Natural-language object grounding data
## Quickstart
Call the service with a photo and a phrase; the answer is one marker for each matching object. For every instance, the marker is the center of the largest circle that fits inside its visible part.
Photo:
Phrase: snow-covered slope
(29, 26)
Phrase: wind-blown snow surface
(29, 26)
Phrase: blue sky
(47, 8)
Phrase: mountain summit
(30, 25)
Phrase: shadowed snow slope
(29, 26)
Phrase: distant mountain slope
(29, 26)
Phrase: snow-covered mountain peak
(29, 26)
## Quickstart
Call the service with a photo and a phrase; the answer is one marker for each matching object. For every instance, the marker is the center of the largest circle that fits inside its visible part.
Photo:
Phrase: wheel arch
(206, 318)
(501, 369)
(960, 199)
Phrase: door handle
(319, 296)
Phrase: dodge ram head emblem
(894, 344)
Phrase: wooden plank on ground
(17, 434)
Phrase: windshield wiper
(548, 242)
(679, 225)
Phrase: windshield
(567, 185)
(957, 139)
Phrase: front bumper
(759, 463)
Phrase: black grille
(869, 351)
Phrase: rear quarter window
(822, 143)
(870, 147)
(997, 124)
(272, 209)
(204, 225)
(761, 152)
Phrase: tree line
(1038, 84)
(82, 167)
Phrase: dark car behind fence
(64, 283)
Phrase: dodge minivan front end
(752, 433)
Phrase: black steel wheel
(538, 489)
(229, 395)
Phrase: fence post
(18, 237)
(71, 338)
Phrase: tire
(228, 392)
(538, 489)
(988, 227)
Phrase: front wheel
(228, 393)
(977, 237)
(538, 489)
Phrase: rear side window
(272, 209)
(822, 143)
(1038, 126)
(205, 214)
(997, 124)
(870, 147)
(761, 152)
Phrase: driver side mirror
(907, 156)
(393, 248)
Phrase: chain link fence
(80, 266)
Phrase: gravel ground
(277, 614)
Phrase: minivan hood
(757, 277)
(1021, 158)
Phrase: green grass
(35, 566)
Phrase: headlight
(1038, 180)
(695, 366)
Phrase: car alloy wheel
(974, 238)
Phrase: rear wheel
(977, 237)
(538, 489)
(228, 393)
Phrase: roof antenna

**TRY IT**
Print from the line containing "Phrase: car alloy wheel" to the last line above, exactly as written.

**RESPONSE AREA**
Phrase: car alloy wheel
(974, 238)
Phrase: rear wheel
(977, 237)
(538, 489)
(228, 393)
Phrase: roof antenna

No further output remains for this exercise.